▶ Page extract:

/---

The 2012–13 Elite Ice Hockey League season was the tenth season of the Elite Ice Hockey League. The regular season began on Saturday 8 September 2012 and ended on Sunday 24 March 2013, followed by the Play-Offs which culminated in the end-of-season Play-Off Finals on Saturday 6 and Sunday 7 April 2013.

This season saw the introduction of a new two conference format, in which the ten participating teams were split into two conferences of five teams. The Gardiner Conference, named after former Chicago Blackhawks goaltender Charlie Gardiner, comprised the five northernmost mainland teams (Braehead Clan, Dundee Stars, Edinburgh Capitals, Fife Flyers and Hull Stingrays) and the Erhardt Conference, named after the captain of the British 1936 Winter Olympics gold medal winning team Carl Erhardt, comprised the four southernmost mainland teams (Cardiff Devils, Coventry Blaze, Nottingham Panthers and Sheffield Steelers) and one team from Northern Ireland (Belfast Giants). The most prestigious honour remained the overall League Championship, awarded to the team with the most points gained from all league games (conference and inter-conference games). The season also included the end-of-season Play-Offs and the Challenge Cup.

Nottingham Panthers proved to be the dominant team of the season, clinching the Elite League Championship – their first British League Championship title for 57 years – when they defeated their nearest challengers Belfast Giants 5–3 at the Odyssey Arena on Friday 15 March 2013. However, the Giants would prevent the Panthers achieving a regular season double of League and Conference titles by shading a very close Erhardt Conference title race on regulation time wins after both teams finished level on points. The Gardiner Conference proved even more exciting with all five teams never being more than a few wins apart, at one stage towards the end of the season only one point separating first and last place. Braehead Clan eventually ran out Conference Champions in a very successful first season for the new two-conference format.

\---

(Dataset rows)
/---

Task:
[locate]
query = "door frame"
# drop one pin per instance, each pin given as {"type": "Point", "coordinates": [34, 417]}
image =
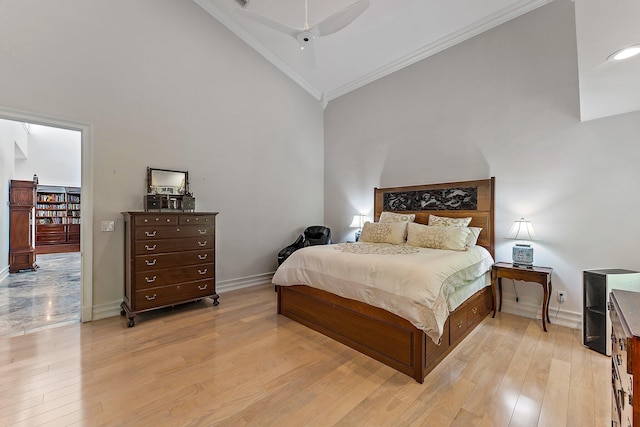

\---

▶ List of tasks:
**A.** Say whether each statement agrees with the hockey season summary, answering yes or no and quoting the words that decide it: (i) The Gardiner Conference took its name from a former Chicago Blackhawks goaltender. (ii) The regular season ended on Sunday 7 April 2013. (iii) Nottingham Panthers clinched the Elite League Championship by beating Belfast Giants 5–3.
**B.** Extend the hockey season summary, starting after its last sentence.
The dataset rows are material separate from the hockey season summary.

▶ The results:
**A.**
(i) Yes: "named after former Chicago Blackhawks goaltender Charlie Gardiner"
(ii) No: "ended on Sunday 24 March 2013"
(iii) Yes: "when they defeated their nearest challengers Belfast Giants 5–3 at the Odyssey Arena"

**B.**
The Challenge Cup was won for the fourth successive season by Nottingham Panthers, clinching their second honour of the season by defeating Sheffield Steelers 5–3 on aggregate in the two-legged final. The Panthers then overcame a big scare at the hands of Fife Flyers in the Play-Off Quarter-Finals to defeat Cardiff Devils in the semi-finals and then Belfast Giants 3–2 in overtime in the Final. This third successive Play-Offs victory also gave them the treble of League Championship, Play-Offs and Challenge Cup, the first time the treble has been won since Coventry Blaze's success in 2004–05.

Team information

Regular season
The League Championship was played for over 52 games, each team playing teams in their own conference eight times (four home and four away) and teams in the other conference four times (two home and two away).

The Conference Championships were played for over 32 games, each team playing teams in their own conference eight times (four home and four away).

Teams were awarded two points for a win (in regulation time, overtime or shoot-out), one point for a tie (in regulation time but loss in overtime or shoot-out) and no points for a loss (in regulation time). Teams level on points were separated by (1) total number of games won in regulation time, (2) total number of all games won, (3) results between teams or (4) fewest losses.

The top eight teams in the League Championship qualified for the Play-Offs.

Results

Grid Colours: Blue = league & conference games; Pink = league games.

Result Colours: Black = regulation time result; Green = overtime result; Red = shoot-out result.

League Standings

Conference standings

Gardiner Conference

Erhardt Conference

Team Records

Play-Offs
The quarter-finals were played over two legs, home and away. The semi-finals and Final were played over a single leg at a neutral venue, the National Ice Centre, in the 'Play-Off Finals Weekend'.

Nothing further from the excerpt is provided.